Input material
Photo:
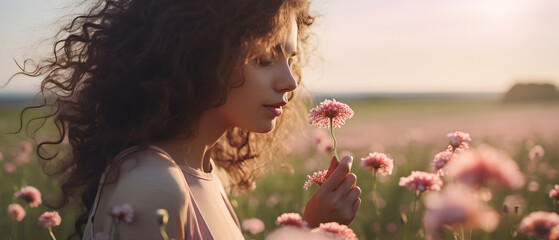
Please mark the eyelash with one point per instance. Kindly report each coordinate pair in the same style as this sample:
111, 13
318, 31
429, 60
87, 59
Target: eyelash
266, 63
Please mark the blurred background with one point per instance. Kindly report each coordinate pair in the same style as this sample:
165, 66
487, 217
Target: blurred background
412, 71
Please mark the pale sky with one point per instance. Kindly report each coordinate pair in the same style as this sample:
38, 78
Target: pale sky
376, 45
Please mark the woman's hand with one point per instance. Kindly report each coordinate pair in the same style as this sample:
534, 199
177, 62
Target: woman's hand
337, 199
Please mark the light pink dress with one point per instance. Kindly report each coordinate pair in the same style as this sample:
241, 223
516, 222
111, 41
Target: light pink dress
209, 214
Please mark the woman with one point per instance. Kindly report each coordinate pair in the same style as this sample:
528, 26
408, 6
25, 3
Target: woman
156, 96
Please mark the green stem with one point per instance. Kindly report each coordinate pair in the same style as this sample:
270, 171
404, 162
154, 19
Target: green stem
163, 232
414, 208
375, 203
335, 143
51, 234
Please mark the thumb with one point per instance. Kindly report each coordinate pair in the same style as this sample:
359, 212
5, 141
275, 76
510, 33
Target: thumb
333, 165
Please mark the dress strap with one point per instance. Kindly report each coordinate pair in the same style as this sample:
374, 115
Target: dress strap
102, 181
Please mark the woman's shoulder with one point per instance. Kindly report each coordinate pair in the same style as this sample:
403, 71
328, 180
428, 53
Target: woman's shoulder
146, 175
147, 181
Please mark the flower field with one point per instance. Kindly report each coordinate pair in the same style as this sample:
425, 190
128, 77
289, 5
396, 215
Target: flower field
513, 163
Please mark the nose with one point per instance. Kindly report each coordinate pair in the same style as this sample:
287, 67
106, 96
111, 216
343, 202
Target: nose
286, 82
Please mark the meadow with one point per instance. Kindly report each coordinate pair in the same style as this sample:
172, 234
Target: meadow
410, 131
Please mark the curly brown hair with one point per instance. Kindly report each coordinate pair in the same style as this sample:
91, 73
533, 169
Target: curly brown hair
132, 72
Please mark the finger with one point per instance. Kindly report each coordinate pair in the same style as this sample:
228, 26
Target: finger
353, 194
339, 174
346, 184
356, 205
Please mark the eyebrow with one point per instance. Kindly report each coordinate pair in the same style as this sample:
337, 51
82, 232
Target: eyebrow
278, 48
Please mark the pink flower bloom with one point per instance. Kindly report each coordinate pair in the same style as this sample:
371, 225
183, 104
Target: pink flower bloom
123, 212
336, 229
441, 160
290, 232
378, 162
554, 193
317, 178
456, 206
536, 153
25, 147
16, 212
421, 181
50, 219
101, 236
543, 225
291, 219
325, 146
484, 166
29, 194
9, 168
339, 112
253, 225
459, 140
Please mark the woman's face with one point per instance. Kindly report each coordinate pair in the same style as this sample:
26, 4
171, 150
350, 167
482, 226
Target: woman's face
256, 104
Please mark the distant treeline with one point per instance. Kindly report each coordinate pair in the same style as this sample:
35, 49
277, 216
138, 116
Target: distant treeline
531, 92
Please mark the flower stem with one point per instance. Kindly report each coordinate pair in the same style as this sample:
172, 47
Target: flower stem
375, 203
335, 143
51, 234
163, 232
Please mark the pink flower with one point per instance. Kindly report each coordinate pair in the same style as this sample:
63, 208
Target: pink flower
336, 229
16, 212
536, 153
50, 219
317, 178
290, 232
484, 166
441, 159
456, 206
25, 147
29, 194
101, 236
253, 225
9, 168
378, 162
291, 219
421, 181
123, 212
543, 225
339, 112
459, 140
554, 193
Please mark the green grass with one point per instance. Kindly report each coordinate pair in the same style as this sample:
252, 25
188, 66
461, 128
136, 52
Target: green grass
286, 187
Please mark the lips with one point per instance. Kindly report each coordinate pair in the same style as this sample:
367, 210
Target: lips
276, 108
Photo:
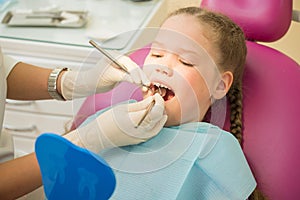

Task instructions
Gather every line of the listing above that contains the word "green", treating uppercase and lowercase letters as distinct.

The result
Please mark the green stem with one point per instance. Kindly report each coordinate pair in the same style as this sample:
Target: green stem
Please mark the green grass with one point per instance. Kindly report each coordinate pair in the same style as this sample:
Target: green grass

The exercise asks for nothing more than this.